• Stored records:
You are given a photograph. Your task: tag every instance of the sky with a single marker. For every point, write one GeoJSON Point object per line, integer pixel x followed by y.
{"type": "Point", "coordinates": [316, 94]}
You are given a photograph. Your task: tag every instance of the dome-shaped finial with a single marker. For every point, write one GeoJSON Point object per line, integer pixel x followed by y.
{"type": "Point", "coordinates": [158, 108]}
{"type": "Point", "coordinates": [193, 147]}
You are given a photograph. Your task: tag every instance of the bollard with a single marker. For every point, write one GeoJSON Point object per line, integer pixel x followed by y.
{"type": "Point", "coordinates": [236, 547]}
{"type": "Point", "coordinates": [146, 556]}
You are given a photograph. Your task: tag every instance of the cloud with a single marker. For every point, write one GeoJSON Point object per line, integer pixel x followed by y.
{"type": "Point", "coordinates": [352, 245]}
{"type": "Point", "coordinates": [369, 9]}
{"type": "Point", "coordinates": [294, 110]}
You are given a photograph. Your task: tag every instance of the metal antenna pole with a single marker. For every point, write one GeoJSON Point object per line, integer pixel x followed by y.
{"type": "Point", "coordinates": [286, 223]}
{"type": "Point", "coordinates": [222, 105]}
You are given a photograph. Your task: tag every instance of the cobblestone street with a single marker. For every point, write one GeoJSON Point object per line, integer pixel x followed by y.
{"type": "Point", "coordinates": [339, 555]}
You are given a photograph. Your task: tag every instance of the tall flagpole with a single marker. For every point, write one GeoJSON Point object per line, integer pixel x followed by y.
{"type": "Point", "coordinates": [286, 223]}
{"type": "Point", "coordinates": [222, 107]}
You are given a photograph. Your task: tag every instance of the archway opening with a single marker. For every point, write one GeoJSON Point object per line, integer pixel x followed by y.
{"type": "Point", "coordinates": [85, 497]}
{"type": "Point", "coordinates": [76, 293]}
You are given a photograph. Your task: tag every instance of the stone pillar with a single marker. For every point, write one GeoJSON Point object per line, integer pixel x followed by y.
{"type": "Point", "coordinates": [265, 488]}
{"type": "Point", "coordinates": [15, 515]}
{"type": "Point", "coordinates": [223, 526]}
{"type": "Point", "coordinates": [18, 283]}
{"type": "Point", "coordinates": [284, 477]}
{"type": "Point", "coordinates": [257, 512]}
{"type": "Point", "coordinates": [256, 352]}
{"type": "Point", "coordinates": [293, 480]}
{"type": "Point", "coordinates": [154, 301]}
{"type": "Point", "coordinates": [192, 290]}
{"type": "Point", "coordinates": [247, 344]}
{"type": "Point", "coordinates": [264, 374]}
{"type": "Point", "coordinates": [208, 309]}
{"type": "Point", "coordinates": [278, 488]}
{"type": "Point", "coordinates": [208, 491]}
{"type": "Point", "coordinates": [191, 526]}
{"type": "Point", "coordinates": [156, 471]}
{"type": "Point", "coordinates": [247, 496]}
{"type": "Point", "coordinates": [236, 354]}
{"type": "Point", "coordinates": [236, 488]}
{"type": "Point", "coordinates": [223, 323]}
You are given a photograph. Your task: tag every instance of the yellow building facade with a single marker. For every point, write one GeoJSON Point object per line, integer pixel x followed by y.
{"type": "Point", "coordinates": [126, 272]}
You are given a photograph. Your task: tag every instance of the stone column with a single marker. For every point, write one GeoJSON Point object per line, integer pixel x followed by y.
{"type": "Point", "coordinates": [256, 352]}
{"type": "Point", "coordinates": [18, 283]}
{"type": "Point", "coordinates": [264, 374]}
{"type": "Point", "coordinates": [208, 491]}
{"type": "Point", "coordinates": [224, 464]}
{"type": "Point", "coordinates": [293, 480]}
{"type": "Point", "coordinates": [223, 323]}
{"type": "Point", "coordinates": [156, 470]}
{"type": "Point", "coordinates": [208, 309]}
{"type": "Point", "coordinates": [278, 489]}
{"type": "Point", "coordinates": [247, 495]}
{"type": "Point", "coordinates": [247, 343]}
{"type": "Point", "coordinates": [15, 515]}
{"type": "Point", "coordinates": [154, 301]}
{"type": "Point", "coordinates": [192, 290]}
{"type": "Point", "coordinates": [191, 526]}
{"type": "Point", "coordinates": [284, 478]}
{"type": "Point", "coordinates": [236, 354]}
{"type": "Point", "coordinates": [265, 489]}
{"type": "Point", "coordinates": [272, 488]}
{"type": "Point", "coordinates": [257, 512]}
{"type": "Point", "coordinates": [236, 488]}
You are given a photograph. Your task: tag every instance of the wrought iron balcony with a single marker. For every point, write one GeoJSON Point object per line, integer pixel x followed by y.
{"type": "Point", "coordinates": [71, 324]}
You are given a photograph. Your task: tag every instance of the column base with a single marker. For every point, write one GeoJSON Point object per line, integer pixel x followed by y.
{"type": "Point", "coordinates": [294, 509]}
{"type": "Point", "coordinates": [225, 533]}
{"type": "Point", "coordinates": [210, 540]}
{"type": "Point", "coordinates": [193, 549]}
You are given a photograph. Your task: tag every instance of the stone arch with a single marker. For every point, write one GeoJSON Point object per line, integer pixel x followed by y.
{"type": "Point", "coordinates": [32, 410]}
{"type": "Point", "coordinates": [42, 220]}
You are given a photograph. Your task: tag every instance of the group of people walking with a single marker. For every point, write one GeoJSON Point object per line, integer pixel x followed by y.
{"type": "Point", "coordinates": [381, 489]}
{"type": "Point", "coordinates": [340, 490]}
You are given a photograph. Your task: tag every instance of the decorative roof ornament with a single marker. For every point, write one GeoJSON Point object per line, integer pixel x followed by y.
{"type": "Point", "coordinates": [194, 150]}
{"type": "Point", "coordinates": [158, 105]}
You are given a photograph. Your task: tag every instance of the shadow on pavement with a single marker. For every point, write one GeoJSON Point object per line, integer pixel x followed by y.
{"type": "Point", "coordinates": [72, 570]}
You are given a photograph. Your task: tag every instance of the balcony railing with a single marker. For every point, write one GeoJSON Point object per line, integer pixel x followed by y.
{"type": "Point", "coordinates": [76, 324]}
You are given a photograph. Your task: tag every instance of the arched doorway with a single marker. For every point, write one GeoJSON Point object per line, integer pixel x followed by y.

• What you are asked to do: Write the records out again. Each one must match exactly.

• Result of this exercise:
You are given a photograph. Your task: tag every instance of the sky with a single marker. For every point, write one GeoJSON Point object per line, integer pixel x followed by y.
{"type": "Point", "coordinates": [316, 94]}
You are given a photograph. Your task: tag every instance of the dome-shaped finial with a single marker. For every point, write one GeoJSON Point object per line, integer pixel x followed by y.
{"type": "Point", "coordinates": [158, 108]}
{"type": "Point", "coordinates": [193, 147]}
You are given a photograph. Your task: tag every instance of the bollard with a single marker. For every point, write one GeoJSON Point object per line, integer pixel x followed by y.
{"type": "Point", "coordinates": [236, 547]}
{"type": "Point", "coordinates": [146, 556]}
You are given a photograph. Your task: tag every instance of the cloud with a single marker. For every point, write one GeoJSON Point object per line, integer pixel x followed by y.
{"type": "Point", "coordinates": [352, 245]}
{"type": "Point", "coordinates": [369, 9]}
{"type": "Point", "coordinates": [294, 110]}
You are given a photograph. Your task: tag every instance of the metal antenna pole with a single marker. For every point, write one GeoJSON Point object per line, integer pixel x followed by y.
{"type": "Point", "coordinates": [286, 223]}
{"type": "Point", "coordinates": [222, 105]}
You are given a photograph. Your task: tag every instance of the cobblestone street with a single marker. For every point, write one GeoJSON Point object per line, integer pixel x followed by y.
{"type": "Point", "coordinates": [339, 555]}
You are given a photograph. Your task: tag every instance of the tall flagpole with a single marker. For every point, write one GeoJSON Point object per line, integer pixel x followed by y.
{"type": "Point", "coordinates": [286, 223]}
{"type": "Point", "coordinates": [222, 107]}
You are given a photograph. Your task: tag every instance of the archway opening with a single marker. For every point, write one GeoJSON Point object per line, integer pixel x followed by y.
{"type": "Point", "coordinates": [85, 497]}
{"type": "Point", "coordinates": [76, 293]}
You are given a photograph. Your task: tag every instance of the stone pillar with a single marker. For every point, write one GeoJSON Point object per line, integer pixel x followed by y.
{"type": "Point", "coordinates": [265, 488]}
{"type": "Point", "coordinates": [15, 515]}
{"type": "Point", "coordinates": [223, 526]}
{"type": "Point", "coordinates": [18, 283]}
{"type": "Point", "coordinates": [284, 477]}
{"type": "Point", "coordinates": [257, 512]}
{"type": "Point", "coordinates": [256, 352]}
{"type": "Point", "coordinates": [293, 480]}
{"type": "Point", "coordinates": [154, 301]}
{"type": "Point", "coordinates": [192, 290]}
{"type": "Point", "coordinates": [247, 344]}
{"type": "Point", "coordinates": [264, 374]}
{"type": "Point", "coordinates": [208, 309]}
{"type": "Point", "coordinates": [278, 488]}
{"type": "Point", "coordinates": [208, 491]}
{"type": "Point", "coordinates": [191, 526]}
{"type": "Point", "coordinates": [156, 471]}
{"type": "Point", "coordinates": [247, 496]}
{"type": "Point", "coordinates": [236, 354]}
{"type": "Point", "coordinates": [236, 488]}
{"type": "Point", "coordinates": [223, 323]}
You are given a photograph. Your task: tag every instance of the yellow building facade with a single marker. For every point, write one GeoJSON Point object per line, integer pixel x followed by y.
{"type": "Point", "coordinates": [126, 272]}
You are given a photograph. Your task: tag every instance of the stone column with a single marker. For every point, write one GeoJSON Point object per line, integer pixel x followed by y.
{"type": "Point", "coordinates": [256, 352]}
{"type": "Point", "coordinates": [18, 283]}
{"type": "Point", "coordinates": [264, 374]}
{"type": "Point", "coordinates": [208, 491]}
{"type": "Point", "coordinates": [224, 464]}
{"type": "Point", "coordinates": [293, 480]}
{"type": "Point", "coordinates": [223, 323]}
{"type": "Point", "coordinates": [156, 470]}
{"type": "Point", "coordinates": [208, 309]}
{"type": "Point", "coordinates": [278, 489]}
{"type": "Point", "coordinates": [247, 495]}
{"type": "Point", "coordinates": [247, 343]}
{"type": "Point", "coordinates": [15, 515]}
{"type": "Point", "coordinates": [154, 301]}
{"type": "Point", "coordinates": [192, 290]}
{"type": "Point", "coordinates": [191, 526]}
{"type": "Point", "coordinates": [284, 478]}
{"type": "Point", "coordinates": [236, 354]}
{"type": "Point", "coordinates": [265, 489]}
{"type": "Point", "coordinates": [272, 488]}
{"type": "Point", "coordinates": [257, 512]}
{"type": "Point", "coordinates": [236, 488]}
You are given a photograph. Your task: tag every instance of the wrought iron balcony with a single marker. For every point, write one GeoJSON Point object per line, integer pixel x followed by y.
{"type": "Point", "coordinates": [71, 324]}
You are given a photograph. Your task: tag every instance of the column base with a single marker. For every point, write one GeoJSON Point object per line, integer pixel x followed by y.
{"type": "Point", "coordinates": [294, 509]}
{"type": "Point", "coordinates": [225, 533]}
{"type": "Point", "coordinates": [210, 540]}
{"type": "Point", "coordinates": [193, 549]}
You are given a photograph. Your task: tag every instance of the stone arch with a single marker. For every point, write one GeoJSON Point object per line, integer pixel x followed by y.
{"type": "Point", "coordinates": [32, 410]}
{"type": "Point", "coordinates": [42, 220]}
You are given a photograph. Your task: tag every instance of the group of people walking with a single marker. For every point, write one GeoJSON Point object per line, integer pixel x followed by y.
{"type": "Point", "coordinates": [381, 489]}
{"type": "Point", "coordinates": [340, 490]}
You are given a photograph. Your task: tag every instance of the decorative roof ornament with a single marker. For every point, write one GeoJSON Point object per line, integer pixel x followed by y.
{"type": "Point", "coordinates": [194, 150]}
{"type": "Point", "coordinates": [158, 105]}
You are given a photograph. Your task: tag every instance of the shadow on pavement with a single marker. For every point, write one GeoJSON Point object per line, integer pixel x followed by y.
{"type": "Point", "coordinates": [72, 570]}
You are given a photograph. Your task: tag every instance of the balcony railing with a single marker. For every point, write one GeoJSON Point object per line, integer pixel x followed by y.
{"type": "Point", "coordinates": [76, 324]}
You are given a photograph. Your task: tag every instance of the arched doorway with a single marker. For every point, write one GeoJSON Point object per line, integer pixel x followed by y.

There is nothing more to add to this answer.